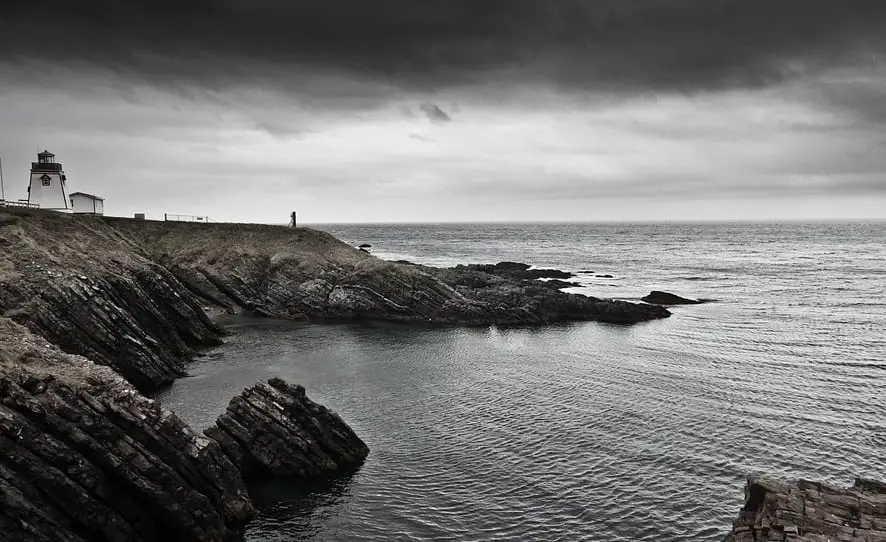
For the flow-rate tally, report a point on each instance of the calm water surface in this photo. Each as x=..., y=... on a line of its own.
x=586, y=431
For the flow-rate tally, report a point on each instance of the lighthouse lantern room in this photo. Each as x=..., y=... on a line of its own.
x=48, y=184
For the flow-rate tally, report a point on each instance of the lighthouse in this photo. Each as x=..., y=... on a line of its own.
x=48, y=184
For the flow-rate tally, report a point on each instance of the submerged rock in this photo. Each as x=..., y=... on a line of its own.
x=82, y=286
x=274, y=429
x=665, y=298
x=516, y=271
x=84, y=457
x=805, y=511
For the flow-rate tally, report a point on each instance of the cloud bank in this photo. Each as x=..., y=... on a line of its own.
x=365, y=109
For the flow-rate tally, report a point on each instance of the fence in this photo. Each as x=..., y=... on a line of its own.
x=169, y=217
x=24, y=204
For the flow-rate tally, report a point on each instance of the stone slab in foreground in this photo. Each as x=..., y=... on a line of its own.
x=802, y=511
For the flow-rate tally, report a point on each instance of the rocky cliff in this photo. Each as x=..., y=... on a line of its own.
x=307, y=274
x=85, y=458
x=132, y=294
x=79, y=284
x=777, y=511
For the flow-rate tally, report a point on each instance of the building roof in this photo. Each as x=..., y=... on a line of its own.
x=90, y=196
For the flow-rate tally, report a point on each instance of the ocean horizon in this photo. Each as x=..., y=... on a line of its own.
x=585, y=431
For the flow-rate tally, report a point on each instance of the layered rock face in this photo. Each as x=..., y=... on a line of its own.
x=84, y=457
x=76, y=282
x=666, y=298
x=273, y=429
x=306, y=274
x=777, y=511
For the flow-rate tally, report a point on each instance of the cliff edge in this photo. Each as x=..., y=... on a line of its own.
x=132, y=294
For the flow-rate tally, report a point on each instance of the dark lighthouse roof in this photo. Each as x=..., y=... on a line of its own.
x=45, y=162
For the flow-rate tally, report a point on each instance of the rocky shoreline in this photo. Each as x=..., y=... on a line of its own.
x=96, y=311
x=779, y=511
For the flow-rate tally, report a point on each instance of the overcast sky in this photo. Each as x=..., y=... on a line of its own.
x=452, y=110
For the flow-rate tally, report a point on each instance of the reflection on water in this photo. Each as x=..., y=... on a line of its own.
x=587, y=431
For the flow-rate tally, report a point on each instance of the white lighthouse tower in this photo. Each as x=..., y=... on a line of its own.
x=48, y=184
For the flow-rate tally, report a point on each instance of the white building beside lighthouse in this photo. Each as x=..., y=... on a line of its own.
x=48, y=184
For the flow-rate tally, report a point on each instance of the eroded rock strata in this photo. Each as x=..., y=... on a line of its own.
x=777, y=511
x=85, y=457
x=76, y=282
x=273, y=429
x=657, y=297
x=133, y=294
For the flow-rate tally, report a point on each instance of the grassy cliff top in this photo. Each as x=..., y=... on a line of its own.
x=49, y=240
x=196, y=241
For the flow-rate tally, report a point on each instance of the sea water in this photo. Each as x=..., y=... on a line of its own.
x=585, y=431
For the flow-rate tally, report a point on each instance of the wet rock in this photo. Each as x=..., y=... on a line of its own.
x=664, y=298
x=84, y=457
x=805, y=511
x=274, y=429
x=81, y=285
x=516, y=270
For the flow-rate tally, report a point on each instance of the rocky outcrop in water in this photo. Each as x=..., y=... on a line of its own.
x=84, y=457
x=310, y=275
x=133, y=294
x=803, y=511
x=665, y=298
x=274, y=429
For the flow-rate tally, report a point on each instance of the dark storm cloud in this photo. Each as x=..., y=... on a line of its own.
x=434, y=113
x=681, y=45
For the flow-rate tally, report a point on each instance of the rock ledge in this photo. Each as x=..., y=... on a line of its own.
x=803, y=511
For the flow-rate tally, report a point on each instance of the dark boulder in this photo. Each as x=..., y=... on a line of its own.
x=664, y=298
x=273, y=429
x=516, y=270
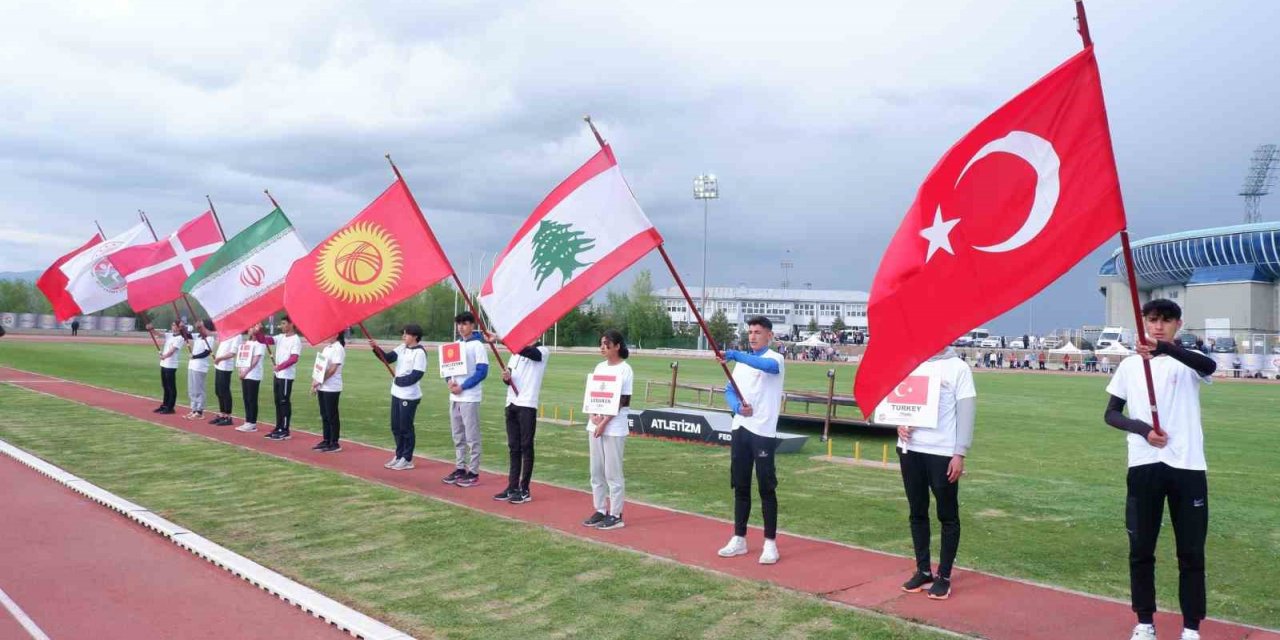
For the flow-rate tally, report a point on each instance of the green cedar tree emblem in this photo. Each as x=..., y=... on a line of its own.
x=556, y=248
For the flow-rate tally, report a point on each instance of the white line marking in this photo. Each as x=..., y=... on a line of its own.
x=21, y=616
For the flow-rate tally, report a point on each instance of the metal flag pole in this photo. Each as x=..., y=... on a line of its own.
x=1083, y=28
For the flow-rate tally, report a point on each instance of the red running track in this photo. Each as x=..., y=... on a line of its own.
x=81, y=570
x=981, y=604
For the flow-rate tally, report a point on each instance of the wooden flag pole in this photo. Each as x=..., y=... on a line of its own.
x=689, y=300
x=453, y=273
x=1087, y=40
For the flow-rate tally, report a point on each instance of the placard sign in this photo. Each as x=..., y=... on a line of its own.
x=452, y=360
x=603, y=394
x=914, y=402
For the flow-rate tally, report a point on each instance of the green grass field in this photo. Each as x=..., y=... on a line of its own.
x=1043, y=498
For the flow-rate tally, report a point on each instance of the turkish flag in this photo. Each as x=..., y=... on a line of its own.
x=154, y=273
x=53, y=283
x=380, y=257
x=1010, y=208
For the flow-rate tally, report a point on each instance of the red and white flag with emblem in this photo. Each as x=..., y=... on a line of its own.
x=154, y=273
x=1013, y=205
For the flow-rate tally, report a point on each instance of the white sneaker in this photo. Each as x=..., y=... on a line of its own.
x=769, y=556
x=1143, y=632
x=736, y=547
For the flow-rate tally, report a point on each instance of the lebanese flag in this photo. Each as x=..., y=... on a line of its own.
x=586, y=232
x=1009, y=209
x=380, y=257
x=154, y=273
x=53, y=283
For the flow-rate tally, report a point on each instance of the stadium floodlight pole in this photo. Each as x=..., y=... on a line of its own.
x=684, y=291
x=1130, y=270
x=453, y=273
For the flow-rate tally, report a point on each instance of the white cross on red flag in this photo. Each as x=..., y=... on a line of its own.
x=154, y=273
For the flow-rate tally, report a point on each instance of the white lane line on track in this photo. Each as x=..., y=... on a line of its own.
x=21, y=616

☆ ☆ ☆ ☆ ☆

BRIEF: Rewrite all of the records above, substituting "site survey" for "flow-rate tally" wherever it appears and keeping everything else the same. Leave the pictures out.

SOLVED PROBLEM:
For the site survey, report a point on each instance of the calm water surface in this photo. Each as x=..., y=... on a line of its own.
x=586, y=431
For the site survey, report a point on each instance of the lighthouse lantern room in this photo. Each as x=..., y=... on a line of its own.
x=48, y=184
For the site survey, report a point on each instance of the lighthouse in this photo. Each as x=..., y=... on a line of its own.
x=48, y=184
For the site survey, report a point on each instance of the submerged rock in this photo. Each as x=..., y=... on a line of its own.
x=82, y=286
x=274, y=429
x=665, y=298
x=516, y=271
x=84, y=457
x=805, y=511
For the site survey, report a point on each instance of the cloud bank in this photo. Each as x=..., y=... on a line of its own.
x=365, y=109
For the site survey, report a point on each instance of the fence in this photo. Each as x=..., y=... on a line of its own.
x=169, y=217
x=24, y=204
For the site survey, report a point on each instance of the stone slab in foreground in this photo. Each as x=..., y=... on a line of its own.
x=802, y=511
For the site survey, report a point on each instance of the rocky cliff in this photo. Each as x=..., y=... on a line of its own.
x=307, y=274
x=85, y=458
x=132, y=294
x=79, y=284
x=777, y=511
For the site survey, report a point on each instance of the building roof in this photo. Each as x=..., y=... on a line of its own.
x=90, y=196
For the site survey, report a point on each instance of the ocean horizon in this photo. Each as x=..., y=... on a line of its own.
x=585, y=431
For the site survey, report a point on each instance of the layered rock face in this photo. Each as x=..., y=... on a line of its own.
x=84, y=457
x=76, y=282
x=666, y=298
x=273, y=429
x=306, y=274
x=777, y=511
For the site survey, report a point on each instance of the cliff edge in this photo. Each as x=..., y=... on a line of its own.
x=132, y=294
For the site survey, report a point on each instance of the dark lighthouse roof in this photo. Each as x=..., y=... on a line of its own.
x=45, y=162
For the site survey, report a point on each instance of the rocky shoreline in this photo. Each as x=..., y=... on a line of its own.
x=96, y=311
x=779, y=511
For the site survey, report a point on each instance of the overcast sky in this photo. Each as x=..., y=... on a line of its own.
x=452, y=110
For the site survey, report a point on each instance of the reflection on water in this photo. Each as x=..., y=... on a line of its own.
x=587, y=431
For the site survey, report a point on each instance of the white lighthouse tower in this photo. Each as x=..., y=... on a line of its own.
x=48, y=184
For the site survey, report a point on each instance of the white building beside lighthouse in this photo. Each as x=..., y=... on a line of its own.
x=48, y=184
For the site survey, report a point on each instance of the eroded rock strata in this photo. Each as x=..., y=... on a line of its own.
x=777, y=511
x=85, y=457
x=76, y=282
x=273, y=429
x=657, y=297
x=133, y=294
For the site survey, report a point on each instance of the grassy cliff top in this photo. Each as x=..., y=... on a line of its own.
x=49, y=240
x=196, y=241
For the site survey, report a point on each instance of the sea water in this photo. Each as x=..., y=... on a line of its own.
x=585, y=431
For the site survey, report a point on each instance of the wet rock in this photo. Each as x=..., y=... on a line of its own.
x=664, y=298
x=84, y=457
x=805, y=511
x=274, y=429
x=81, y=285
x=516, y=270
For the site survey, report a point on each instance of the rocky outcrop in water in this photo. Each as x=..., y=... on a line of its own.
x=84, y=457
x=310, y=275
x=133, y=294
x=803, y=511
x=665, y=298
x=274, y=429
For the site survey, report a point on each instance of the dark storm cloud in this photo. Each as x=..., y=... on a line of its own.
x=434, y=113
x=681, y=45
For the site survey, report a point on each instance of the rock ledge in this photo. Each as x=..., y=... on a line of its own.
x=803, y=511
For the site survey, report a point on each instance of the dark boulder in this photo. Each as x=..., y=... on a line of its own.
x=664, y=298
x=273, y=429
x=516, y=270
For the site survey, report a point on each instance of the green cedar tree emblem in this photo. Each as x=..., y=... on a line of its own.
x=556, y=248
For the site survey, report a point on each instance of the white line marking in this photo. Each as x=..., y=... on a line of its own.
x=21, y=616
For the site survey, report a point on each instance of the metal flag pole in this photo. Each as x=..., y=... on a line of its own.
x=1083, y=28
For the site survey, report a point on each instance of the red running track in this photo. Each as x=..., y=... on a line of its own.
x=81, y=570
x=981, y=604
For the site survey, report a point on each instance of the wooden flag pole in this photo. Each as x=..., y=... on a line of its own.
x=689, y=300
x=453, y=273
x=1087, y=40
For the site survey, report a point on each instance of the placard sign in this photo. Each as x=..., y=... on a line of its own.
x=452, y=360
x=603, y=394
x=914, y=402
For the site survey, report a point on each instance of the green grass field in this photo. Each as x=..., y=... on a line of its own.
x=1043, y=498
For the site survey, report a point on each instance of the turkish flag in this photo. Each as x=..., y=... on a line of its own.
x=154, y=273
x=53, y=283
x=380, y=257
x=1010, y=208
For the site survey, report a point on each instance of the red and white flag with emblem in this photo. Each as x=..., y=... on a line of its own.
x=154, y=273
x=1013, y=205
For the site survey, report a point on each instance of the white sneaker in this photo. Each as x=..., y=... on a line of its own.
x=769, y=556
x=1143, y=632
x=736, y=547
For the site survey, report a point on each instance of the lebanese flag in this photo. Each as x=..., y=... on a line of its own.
x=586, y=232
x=1009, y=209
x=380, y=257
x=154, y=273
x=53, y=283
For the site survey, report a point on each instance of the stadium floodlight pole in this photo. Each as x=..., y=... on a line of its own.
x=684, y=291
x=1130, y=270
x=453, y=273
For the site survey, report a point on each instance of the white cross on red flag in this photo. Each as x=..., y=... on a line of its own.
x=154, y=273
For the site survey, report a point on each instance of the white lane line on track in this photo. Each as x=..., y=... on a line of its own.
x=21, y=616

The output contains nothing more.